*Dataset entries*:
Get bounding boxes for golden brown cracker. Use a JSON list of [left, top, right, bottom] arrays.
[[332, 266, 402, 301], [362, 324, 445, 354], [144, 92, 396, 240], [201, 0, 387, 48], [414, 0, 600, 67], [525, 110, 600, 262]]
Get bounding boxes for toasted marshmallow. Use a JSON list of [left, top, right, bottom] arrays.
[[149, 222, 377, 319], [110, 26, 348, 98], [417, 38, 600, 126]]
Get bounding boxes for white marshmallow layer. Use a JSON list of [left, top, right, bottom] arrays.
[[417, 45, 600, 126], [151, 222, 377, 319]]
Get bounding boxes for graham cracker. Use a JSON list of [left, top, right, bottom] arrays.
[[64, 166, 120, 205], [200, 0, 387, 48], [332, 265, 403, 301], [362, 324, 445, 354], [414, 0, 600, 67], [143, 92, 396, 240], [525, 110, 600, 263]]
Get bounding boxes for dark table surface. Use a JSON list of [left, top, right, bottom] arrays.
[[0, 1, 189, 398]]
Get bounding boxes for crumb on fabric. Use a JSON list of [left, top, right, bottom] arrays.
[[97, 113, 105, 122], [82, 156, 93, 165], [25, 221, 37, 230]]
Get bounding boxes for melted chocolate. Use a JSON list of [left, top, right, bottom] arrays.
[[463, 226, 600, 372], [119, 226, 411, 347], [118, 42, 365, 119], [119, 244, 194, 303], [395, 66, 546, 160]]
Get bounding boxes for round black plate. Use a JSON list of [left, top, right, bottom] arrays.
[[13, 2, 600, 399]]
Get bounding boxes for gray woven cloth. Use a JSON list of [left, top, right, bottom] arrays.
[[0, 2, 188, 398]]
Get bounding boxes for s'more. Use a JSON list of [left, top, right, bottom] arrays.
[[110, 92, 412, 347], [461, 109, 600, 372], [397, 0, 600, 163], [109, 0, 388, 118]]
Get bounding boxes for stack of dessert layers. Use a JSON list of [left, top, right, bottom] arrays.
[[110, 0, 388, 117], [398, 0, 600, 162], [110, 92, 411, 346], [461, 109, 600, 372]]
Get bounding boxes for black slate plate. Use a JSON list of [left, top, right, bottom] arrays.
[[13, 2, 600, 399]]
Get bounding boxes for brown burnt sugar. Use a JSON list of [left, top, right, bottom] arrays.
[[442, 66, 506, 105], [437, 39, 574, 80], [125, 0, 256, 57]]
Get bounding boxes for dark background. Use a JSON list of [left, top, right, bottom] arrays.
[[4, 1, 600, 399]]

*Exercise brief*: Lines from the one containing "Get bounding boxes for melted" through the end of the data above must be written out exactly, and no other lines are needed.

*Task result*:
Get bounding boxes for melted chocolate. Use a JSON list of [left, top, right, bottom] arrays.
[[463, 226, 600, 372], [119, 226, 411, 347], [118, 42, 365, 119], [119, 244, 194, 303], [395, 66, 546, 160]]
Get bounding boxes for round black plate. Use a JSON list of [left, top, right, bottom] arrays.
[[13, 2, 600, 399]]
Get bounding boxes for gray woven cloth. Use a JSON list of [left, top, right, bottom] arrays.
[[0, 2, 188, 398]]
Get bounding boxes for s'more. Use a JSON list of [left, top, right, bottom] arrays.
[[110, 92, 412, 347], [461, 109, 600, 372], [397, 0, 600, 163], [109, 0, 388, 118]]
Get bounding boxes for stack of dessert layers. Use a JSON list of [left, top, right, bottom] arrays.
[[110, 0, 388, 117], [398, 0, 600, 162], [110, 92, 411, 346], [461, 109, 600, 372]]
Get bounding boxes for black slate plate. Use a JSON list of [left, top, right, bottom] arrays.
[[13, 2, 600, 399]]
Get bounding boxes for brown burnt sugar. Use a JSON list of [left, top, right, bottom] arrays.
[[442, 66, 506, 105], [437, 39, 574, 80], [125, 0, 256, 57]]
Get bounding boxes for dark background. Use a JSON list of [left, top, right, bottom] arrays.
[[4, 1, 600, 399]]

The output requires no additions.